(Saved entries)

((

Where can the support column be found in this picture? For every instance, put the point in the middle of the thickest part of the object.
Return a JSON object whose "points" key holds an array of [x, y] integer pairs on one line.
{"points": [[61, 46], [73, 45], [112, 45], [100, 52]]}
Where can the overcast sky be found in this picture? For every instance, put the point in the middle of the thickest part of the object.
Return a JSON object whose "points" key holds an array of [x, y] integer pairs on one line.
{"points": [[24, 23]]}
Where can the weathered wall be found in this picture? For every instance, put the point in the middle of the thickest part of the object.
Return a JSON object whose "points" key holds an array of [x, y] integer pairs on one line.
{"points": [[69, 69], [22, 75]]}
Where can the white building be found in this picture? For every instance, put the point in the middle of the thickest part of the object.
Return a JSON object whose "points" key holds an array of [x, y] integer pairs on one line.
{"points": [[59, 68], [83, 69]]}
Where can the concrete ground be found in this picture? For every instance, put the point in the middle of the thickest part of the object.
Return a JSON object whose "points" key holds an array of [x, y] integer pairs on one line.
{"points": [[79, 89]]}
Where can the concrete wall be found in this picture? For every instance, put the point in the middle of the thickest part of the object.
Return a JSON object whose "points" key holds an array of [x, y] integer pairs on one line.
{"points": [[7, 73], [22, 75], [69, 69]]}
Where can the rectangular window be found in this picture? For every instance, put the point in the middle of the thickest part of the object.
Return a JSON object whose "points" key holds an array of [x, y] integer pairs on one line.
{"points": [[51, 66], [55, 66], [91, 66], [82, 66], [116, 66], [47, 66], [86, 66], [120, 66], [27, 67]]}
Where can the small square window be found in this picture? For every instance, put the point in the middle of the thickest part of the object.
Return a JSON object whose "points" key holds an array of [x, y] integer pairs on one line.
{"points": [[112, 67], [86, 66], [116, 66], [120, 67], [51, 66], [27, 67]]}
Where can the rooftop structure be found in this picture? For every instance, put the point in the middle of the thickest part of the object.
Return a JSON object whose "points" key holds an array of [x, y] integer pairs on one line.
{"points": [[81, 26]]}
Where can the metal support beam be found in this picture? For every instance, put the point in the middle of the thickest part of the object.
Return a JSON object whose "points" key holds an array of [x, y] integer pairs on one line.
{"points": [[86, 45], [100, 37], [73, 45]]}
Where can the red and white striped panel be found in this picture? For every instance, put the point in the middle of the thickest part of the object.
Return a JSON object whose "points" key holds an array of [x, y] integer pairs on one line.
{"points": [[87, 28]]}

))

EXERCISE: Reproduce all the records precisely.

ANSWER SECTION:
Where can the support column be found in this picture? For every instance, put the point in the middle of the thickest part of the object.
Return a JSON object whose "points" key holds an array of [x, y] integer pairs on one line.
{"points": [[61, 46], [73, 45], [112, 45], [100, 52]]}
Where can the overcast sky be found in this picture? For every instance, put the point in the middle of the thickest part of the object.
Return a JSON object whose "points" key holds an array of [x, y] integer pairs on one line.
{"points": [[24, 23]]}
Where can the weathered wall be found in this picture? For every instance, put the point in the middle of the thickest part of the object.
Return a JSON object whose "points" key holds an array of [x, y] integer pairs on one line.
{"points": [[69, 69], [22, 75]]}
Where can the white building be found in this picture? For every instance, put the point in the middle of the thickest part of the object.
Return a JSON object whose "points" key holds an array of [x, y] integer pairs on one line.
{"points": [[59, 68], [83, 69]]}
Where can the concrete ground be found in this picture? For every instance, put the point in the middle of the thickest part of the object.
Return a JSON object whose "points" key holds an array of [x, y] integer pairs on one line.
{"points": [[79, 89]]}
Where can the concrete wall be found in this picture? For every instance, put the point in the middle of the thickest part of the object.
Return a JSON object whose "points" key holds an array of [x, y] integer pairs on one line.
{"points": [[7, 73], [22, 75], [69, 69]]}
Where can the rectangular window be found in this picture? For every instance, put the point in the middle of the thickest part of the object.
Return a JSON object whose "points" key holds an array of [x, y] integer pairs on one line.
{"points": [[51, 66], [55, 66], [91, 66], [82, 66], [116, 66], [47, 66], [86, 66], [120, 66], [27, 67]]}
Where can the small square window be found in this picture? For every instance, put the point in the middle of the thickest part of the object.
Return a JSON object whose "points" key holds an array of [x, y] integer pairs on one line.
{"points": [[112, 67], [86, 66], [116, 66], [120, 67], [51, 66], [27, 67]]}
Where can the rooftop structure be found in this picture? For every instance, put the point in the middle of the thickest part of the object.
Return a JSON object whose "points" key holds an array of [x, y] integer pairs on one line.
{"points": [[81, 26]]}
Where can the metal support beam be found in this picture? For every instance, put the point in the middle of the thickest part of the object.
Return a JSON object whose "points" key holds an array of [x, y] integer pairs on one line.
{"points": [[86, 45], [100, 37], [73, 45]]}
Where can the red and white striped panel be found in this picture? For every instance, put the point in the middle of the thickest part of the object.
Return a JSON object whose "points" key holds an array of [x, y] integer pairs on one line.
{"points": [[87, 28]]}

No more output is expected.